WORK REQUEST A -
Answer these questions using the article on the paid sick leave poll.
(i) How many randomly selected people took part in the survey?
(ii) Which organization sponsored the poll?
(iii) Under the Healthy Families Act, what is the minimum number of employees at which an employer must provide seven paid sick days a year?
WORK REQUEST B - Retype the part of the article on the paid sick leave poll that starts at "Their bill would" and ends at "debating such legislation.".

GIVEN PASSAGE -
————————

Most Americans Support Paid Sick Leave, Poll Finds

A bill in Congress that would require employers to offer workers seven paid sick days a year has fostered a classic debate between liberals who want government to protect workers, and conservatives who say the last thing business needs is another government-imposed mandate.

Now a new poll by the National Opinion Research Center at the University of Chicago shows strong public support for such legislation.

The survey of 1,461 randomly selected people found that 86 percent of respondents favored legislation that would guarantee up to seven paid sick days a year, while 14 percent opposed such legislation.

According to the survey, which was released on Monday, 69 percent of respondents said paid sick days were “very important” for workers, with 78 percent of women compared with 61 percent of men saying paid sick days were “very important.” Sixty-four percent of respondents who described themselves as strong Republicans said paid sick days were “very important” as a labor standard, compared with 85 percent of those who identified themselves strong Democrats.

“Americans overwhelmingly view paid sick days as a basic labor right,” said Tom W. Smith, a senior fellow at the National Opinion Research Center and director of the study, “Paid Sick Days: Attitudes and Experiences.”

Mr. Smith said that by a margin of 33 points, voters were more likely to support a political candidate who favored paid sick days. Forty-seven percent of respondents said they would be more likely to back a candidate who supported paid sick days, while 14 percent said they would be less likely to vote for such a candidate.

The survey found that 55 percent of respondents who said they were not eligible for paid sick days said they had at some point gone to work with a contagious illness like the flu or a viral infection, compared with 37 percent who said they received paid sick days. Twenty-four percent of those who did not receive paid sick days said they had sent a sick child to school or day care because they had to go to work. That compared with 14 percent of those who were eligible for paid sick days.

The poll was sponsored by the Public Welfare Foundation, a Washington-based foundation that describes itself as “supporting efforts to ensure fundamental rights and opportunities for people in need”

Unhappy that an estimated 40 million American workers do not receive paid sick days, Senator Edward M. Kennedy, the late Massachusetts Democrat, and Representative Rosa DeLauro, a Connecticut Democrat, reintroduced the Healthy Families Act in May 2009.

Their bill would require all employers with 15 or more employees to provide seven paid sick days a year. The bill has 125 co-sponsors in the House and 25 in the Senate. With Mr. Kennedy’s death, Senator Chris Dodd, a Connecticut Democrat, has become the bill’s main sponsor in the Senate.  The Obama administration backs the legislation, although many business groups oppose it, saying it would significantly raise their costs.

San Francisco and the District of Columbia have legislation in place requiring paid sick days, while voters in Milwaukee have approved a referendum requiring paid sick days, although that is being challenged in state court. The New York City Council is also debating such legislation.

The survey found that just 17 percent of respondents said employers with fewer than 15 employees should be exempted from providing any sick days. Forty seven percent said smaller employers should provide “some but fewer” paid sick days than other employers.

The survey found that workers who did not receive paid sick days and therefore faced more difficulty in scheduling daytime doctors’ appointments were more likely to use hospital emergency rooms.  Twenty percent of respondents not eligible for paid sick days (compared with 10 percent of those who received paid sick days) said they used hospital emergency rooms because they “were unable to take off from work to get medical care during normal job hours.”

————————

Object grounding data in natural language

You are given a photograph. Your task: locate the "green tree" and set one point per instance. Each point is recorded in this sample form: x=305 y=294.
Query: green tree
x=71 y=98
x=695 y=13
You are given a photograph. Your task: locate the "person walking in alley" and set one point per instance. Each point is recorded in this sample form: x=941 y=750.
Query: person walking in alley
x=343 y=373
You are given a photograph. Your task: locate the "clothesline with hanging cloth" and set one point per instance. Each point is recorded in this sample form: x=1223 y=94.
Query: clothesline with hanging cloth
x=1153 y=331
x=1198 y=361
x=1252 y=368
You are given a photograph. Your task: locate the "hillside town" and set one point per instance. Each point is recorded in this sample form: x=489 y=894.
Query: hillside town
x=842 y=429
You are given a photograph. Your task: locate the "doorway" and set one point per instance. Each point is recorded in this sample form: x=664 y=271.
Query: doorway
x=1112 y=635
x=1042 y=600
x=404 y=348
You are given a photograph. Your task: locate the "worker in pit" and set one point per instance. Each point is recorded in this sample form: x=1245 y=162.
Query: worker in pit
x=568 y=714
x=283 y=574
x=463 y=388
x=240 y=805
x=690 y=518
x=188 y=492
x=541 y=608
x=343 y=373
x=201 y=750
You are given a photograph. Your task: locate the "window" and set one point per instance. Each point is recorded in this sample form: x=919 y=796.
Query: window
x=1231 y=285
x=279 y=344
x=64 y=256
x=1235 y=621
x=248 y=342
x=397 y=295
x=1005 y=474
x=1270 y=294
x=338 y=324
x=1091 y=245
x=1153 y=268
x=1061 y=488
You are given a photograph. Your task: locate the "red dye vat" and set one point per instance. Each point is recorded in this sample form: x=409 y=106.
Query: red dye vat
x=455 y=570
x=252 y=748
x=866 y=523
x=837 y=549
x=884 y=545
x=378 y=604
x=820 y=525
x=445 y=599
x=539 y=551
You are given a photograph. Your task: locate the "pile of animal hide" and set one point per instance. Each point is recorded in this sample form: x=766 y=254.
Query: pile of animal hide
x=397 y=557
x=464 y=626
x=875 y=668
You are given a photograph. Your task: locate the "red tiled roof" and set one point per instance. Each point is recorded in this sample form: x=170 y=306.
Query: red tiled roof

————————

RESPONSE A -
(i) 1,461
(ii) The Public Welfare Foundation
(iii) 15

RESPONSE B -
Their bill would require all employers with 15 or more employees to provide seven paid sick days a year. The bill has 125 co-sponsors in the House and 25 in the Senate. With Mr. Kennedy’s death, Senator Chris Dodd, a Connecticut Democrat, has become the bill’s main sponsor in the Senate.  The Obama administration backs the legislation, although many business groups oppose it, saying it would significantly raise their costs.

San Francisco and the District of Columbia have legislation in place requiring paid sick days, while voters in Milwaukee have approved a referendum requiring paid sick days, although that is being challenged in state court. The New York City Council is also debating such legislation.